STATED PROBLEM> Beginning at the line that contains "Identify every instance of the door handle" and ending at the last line of the entries, write out each line exactly; include nothing outside that span.

========

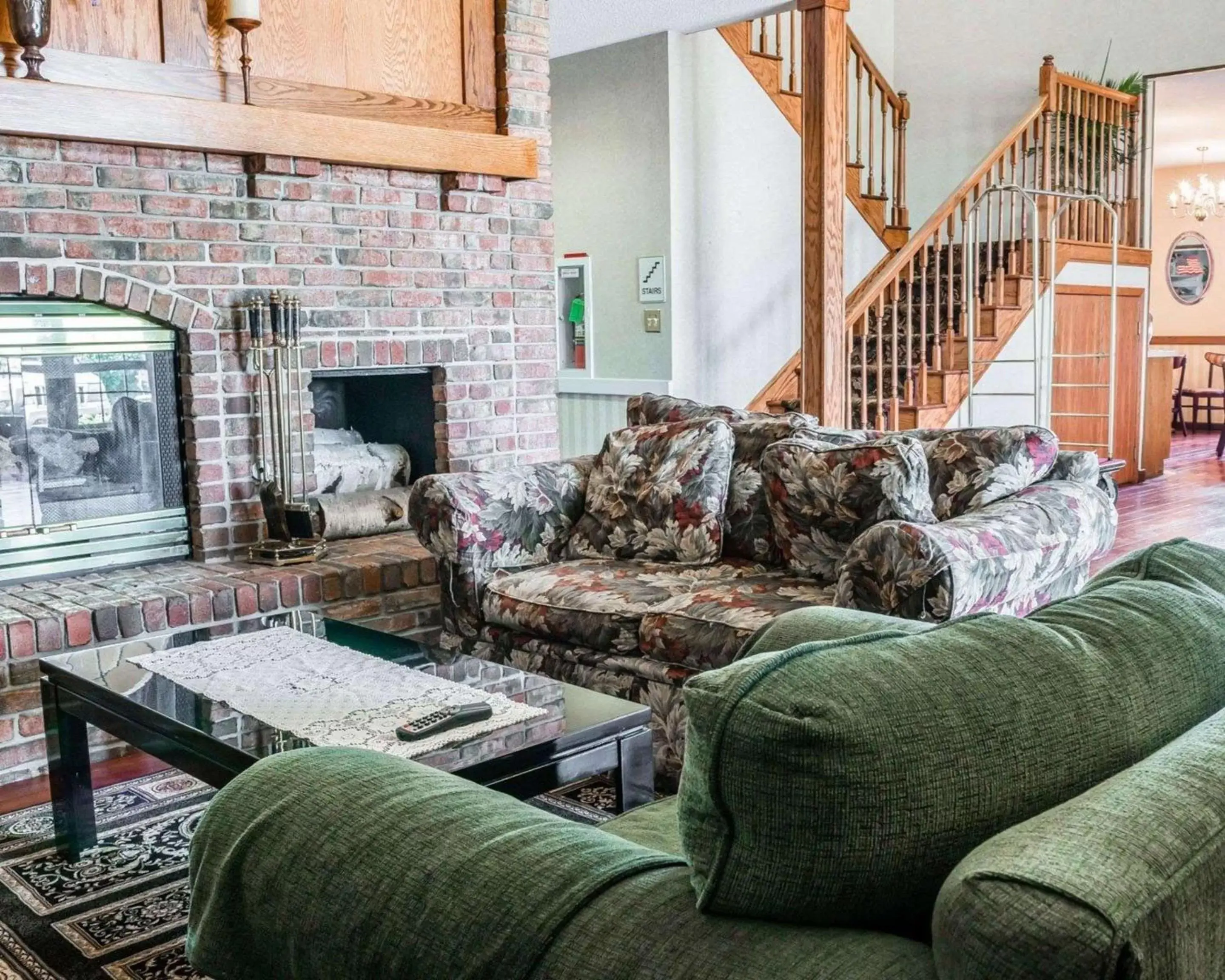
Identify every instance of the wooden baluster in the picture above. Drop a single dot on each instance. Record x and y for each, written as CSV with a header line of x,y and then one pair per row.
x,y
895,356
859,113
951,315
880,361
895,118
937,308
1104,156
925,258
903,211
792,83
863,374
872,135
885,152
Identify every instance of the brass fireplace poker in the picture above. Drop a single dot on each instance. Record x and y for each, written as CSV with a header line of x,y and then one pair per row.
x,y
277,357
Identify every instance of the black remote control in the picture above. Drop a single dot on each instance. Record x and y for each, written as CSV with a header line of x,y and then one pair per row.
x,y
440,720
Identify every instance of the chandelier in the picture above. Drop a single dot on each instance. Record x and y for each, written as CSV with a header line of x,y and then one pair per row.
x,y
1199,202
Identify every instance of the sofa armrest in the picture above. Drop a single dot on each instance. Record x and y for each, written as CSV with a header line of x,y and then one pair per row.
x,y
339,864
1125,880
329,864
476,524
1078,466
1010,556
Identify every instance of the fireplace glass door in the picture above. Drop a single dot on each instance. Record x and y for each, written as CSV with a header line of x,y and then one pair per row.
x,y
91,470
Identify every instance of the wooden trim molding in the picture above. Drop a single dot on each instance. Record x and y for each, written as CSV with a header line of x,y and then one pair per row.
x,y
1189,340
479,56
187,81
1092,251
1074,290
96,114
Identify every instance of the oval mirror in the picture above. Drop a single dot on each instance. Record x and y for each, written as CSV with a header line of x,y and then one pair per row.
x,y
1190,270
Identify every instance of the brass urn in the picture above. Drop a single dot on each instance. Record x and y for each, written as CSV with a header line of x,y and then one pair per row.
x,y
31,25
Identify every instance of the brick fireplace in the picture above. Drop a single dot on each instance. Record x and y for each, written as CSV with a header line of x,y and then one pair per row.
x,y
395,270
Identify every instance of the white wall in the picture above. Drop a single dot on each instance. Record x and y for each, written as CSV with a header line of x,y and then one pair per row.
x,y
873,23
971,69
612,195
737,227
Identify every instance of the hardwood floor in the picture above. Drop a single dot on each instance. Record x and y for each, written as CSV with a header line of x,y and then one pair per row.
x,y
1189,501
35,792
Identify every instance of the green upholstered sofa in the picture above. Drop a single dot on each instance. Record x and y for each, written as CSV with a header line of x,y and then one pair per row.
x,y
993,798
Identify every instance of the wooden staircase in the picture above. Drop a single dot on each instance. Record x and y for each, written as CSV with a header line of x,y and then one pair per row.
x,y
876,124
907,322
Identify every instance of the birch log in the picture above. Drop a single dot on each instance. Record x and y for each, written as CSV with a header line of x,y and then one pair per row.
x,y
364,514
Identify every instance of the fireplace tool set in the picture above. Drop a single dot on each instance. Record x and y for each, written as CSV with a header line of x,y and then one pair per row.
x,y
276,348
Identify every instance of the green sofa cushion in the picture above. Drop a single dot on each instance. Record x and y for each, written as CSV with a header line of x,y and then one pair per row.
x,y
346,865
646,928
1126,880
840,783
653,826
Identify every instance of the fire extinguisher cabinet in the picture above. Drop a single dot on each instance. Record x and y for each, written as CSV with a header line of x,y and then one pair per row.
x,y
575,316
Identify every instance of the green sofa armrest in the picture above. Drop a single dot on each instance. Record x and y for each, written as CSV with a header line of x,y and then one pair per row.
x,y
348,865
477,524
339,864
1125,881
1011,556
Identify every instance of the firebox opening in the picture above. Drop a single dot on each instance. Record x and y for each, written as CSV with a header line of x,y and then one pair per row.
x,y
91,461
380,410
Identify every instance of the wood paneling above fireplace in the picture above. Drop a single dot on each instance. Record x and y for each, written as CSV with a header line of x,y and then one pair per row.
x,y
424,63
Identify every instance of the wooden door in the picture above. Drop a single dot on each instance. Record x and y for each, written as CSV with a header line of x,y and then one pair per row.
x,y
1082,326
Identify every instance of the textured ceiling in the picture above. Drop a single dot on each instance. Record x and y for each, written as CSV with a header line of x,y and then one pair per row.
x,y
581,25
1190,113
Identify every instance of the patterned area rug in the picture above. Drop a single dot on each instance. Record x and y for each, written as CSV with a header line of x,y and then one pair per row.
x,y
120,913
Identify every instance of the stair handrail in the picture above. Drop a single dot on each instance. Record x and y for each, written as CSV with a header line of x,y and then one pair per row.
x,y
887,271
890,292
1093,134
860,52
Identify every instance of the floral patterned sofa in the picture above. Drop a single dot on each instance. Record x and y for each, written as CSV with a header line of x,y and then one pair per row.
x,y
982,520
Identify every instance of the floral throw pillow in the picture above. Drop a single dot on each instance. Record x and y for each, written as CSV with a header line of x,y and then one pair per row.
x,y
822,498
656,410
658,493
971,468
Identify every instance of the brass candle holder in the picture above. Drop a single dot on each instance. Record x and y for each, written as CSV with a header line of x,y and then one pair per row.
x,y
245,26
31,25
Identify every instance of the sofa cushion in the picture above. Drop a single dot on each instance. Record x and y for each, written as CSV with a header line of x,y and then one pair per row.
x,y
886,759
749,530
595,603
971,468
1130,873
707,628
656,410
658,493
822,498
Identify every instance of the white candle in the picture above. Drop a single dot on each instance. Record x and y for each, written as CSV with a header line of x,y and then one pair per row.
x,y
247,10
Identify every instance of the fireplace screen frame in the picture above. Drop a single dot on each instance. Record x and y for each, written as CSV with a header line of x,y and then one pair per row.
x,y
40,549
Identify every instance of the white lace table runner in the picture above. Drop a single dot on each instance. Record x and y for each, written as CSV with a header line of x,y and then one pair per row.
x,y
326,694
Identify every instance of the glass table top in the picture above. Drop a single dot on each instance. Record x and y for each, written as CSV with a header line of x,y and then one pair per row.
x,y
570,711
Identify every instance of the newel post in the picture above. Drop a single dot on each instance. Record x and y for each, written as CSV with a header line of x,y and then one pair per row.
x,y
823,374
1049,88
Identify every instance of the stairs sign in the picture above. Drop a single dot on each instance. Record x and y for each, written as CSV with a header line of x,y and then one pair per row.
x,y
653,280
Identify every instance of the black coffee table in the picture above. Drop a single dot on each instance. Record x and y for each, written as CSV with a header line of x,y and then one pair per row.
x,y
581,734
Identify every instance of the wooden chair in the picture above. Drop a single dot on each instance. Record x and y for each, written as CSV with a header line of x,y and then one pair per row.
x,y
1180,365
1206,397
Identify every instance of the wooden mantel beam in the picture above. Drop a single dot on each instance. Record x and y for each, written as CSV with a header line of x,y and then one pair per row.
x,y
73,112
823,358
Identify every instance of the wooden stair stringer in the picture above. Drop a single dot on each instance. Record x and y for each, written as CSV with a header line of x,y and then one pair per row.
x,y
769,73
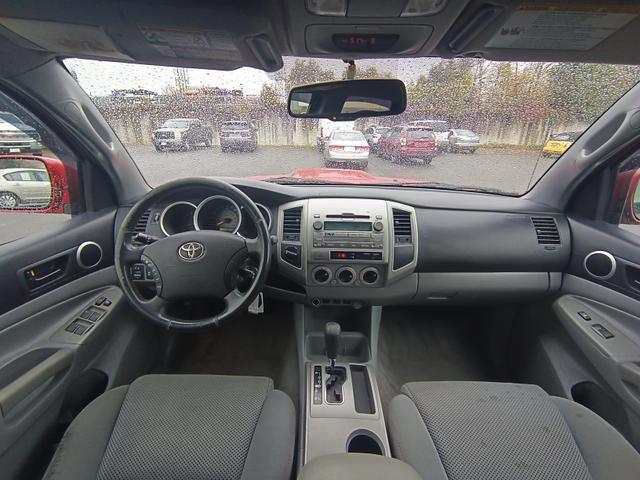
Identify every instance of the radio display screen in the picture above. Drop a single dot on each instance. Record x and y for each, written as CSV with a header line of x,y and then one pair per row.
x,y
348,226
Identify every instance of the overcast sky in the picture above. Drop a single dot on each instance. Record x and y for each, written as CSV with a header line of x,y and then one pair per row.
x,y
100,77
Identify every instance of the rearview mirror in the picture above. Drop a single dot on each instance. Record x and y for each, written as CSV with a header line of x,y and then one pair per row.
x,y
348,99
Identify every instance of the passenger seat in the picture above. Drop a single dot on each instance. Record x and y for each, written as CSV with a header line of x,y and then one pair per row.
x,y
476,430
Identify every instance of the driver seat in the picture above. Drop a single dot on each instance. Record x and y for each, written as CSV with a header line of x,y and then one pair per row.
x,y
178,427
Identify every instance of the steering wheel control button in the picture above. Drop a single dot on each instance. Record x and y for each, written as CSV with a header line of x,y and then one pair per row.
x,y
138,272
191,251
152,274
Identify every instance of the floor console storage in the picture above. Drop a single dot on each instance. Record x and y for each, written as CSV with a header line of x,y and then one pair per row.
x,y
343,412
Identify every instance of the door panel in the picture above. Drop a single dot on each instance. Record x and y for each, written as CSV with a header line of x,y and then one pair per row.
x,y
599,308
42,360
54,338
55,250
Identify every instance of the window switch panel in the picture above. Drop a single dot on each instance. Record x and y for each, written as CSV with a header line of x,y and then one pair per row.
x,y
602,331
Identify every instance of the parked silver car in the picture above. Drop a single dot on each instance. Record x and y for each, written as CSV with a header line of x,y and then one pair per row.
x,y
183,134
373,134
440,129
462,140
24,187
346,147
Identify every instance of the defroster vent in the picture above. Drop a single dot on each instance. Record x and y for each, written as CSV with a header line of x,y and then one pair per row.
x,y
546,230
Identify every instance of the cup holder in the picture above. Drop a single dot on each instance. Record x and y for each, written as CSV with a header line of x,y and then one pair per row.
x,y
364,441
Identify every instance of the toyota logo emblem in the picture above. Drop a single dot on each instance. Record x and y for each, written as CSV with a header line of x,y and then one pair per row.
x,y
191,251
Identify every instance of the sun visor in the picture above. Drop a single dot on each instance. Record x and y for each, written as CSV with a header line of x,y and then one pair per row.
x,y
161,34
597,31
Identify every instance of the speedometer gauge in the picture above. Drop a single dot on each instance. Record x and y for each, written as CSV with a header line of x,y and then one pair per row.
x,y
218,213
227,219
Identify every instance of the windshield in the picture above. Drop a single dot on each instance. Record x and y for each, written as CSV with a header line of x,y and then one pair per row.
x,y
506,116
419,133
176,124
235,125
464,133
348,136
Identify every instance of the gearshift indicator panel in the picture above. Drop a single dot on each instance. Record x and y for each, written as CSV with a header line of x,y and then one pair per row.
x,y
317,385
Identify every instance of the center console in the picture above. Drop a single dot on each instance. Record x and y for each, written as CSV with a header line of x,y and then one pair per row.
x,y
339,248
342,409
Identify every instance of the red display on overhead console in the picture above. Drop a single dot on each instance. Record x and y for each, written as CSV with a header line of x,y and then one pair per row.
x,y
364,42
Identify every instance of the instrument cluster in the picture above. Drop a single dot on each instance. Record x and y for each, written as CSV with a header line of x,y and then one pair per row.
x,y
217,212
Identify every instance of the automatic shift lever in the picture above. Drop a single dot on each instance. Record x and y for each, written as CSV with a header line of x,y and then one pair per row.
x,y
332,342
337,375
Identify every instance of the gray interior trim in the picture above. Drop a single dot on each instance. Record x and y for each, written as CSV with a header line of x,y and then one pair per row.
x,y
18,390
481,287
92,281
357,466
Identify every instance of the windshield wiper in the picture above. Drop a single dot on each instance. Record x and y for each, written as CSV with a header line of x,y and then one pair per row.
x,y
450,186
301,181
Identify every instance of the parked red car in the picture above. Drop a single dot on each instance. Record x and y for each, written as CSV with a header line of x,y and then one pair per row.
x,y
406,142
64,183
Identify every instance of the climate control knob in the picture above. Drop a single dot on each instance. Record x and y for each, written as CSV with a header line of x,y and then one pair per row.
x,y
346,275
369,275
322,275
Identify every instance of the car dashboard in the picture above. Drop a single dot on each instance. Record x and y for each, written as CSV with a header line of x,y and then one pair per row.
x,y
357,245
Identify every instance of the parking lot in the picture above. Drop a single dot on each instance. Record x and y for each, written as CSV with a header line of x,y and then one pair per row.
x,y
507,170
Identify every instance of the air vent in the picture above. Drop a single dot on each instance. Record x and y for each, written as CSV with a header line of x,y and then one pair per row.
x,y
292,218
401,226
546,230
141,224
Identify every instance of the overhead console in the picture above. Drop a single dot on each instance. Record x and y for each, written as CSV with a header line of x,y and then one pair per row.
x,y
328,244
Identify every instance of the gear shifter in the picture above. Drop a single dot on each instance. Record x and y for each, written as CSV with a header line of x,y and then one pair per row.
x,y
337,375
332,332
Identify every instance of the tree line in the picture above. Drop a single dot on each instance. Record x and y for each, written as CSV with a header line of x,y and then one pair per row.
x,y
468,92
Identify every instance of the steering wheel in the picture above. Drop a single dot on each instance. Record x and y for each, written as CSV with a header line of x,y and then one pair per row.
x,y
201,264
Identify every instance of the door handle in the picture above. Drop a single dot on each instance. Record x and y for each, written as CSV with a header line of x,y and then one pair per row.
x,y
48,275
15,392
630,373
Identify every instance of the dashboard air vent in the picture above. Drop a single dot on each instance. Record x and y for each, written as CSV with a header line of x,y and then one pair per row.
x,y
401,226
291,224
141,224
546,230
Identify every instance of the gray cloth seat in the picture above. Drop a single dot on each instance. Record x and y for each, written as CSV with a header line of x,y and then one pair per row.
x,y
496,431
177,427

========

REPLY>
Identify every instance of the door handle in the picture above. Drop a single dot on each instance. Record x and y for each, written as CSV with a header line of x,y and then one pair per row.
x,y
48,275
15,392
630,373
Identify every instance of the dashboard air vent in the picture above. Drop a single dot on each instance. Record x and y for each, written as CSV with a header line of x,y and then one pair per row.
x,y
401,226
291,224
141,224
546,230
Identify every instance of the gray cloth seat in the picture above. Drop a single dot on each instance. Record x and y for each, written as CSV with a header line of x,y and then one pair per row.
x,y
496,431
177,427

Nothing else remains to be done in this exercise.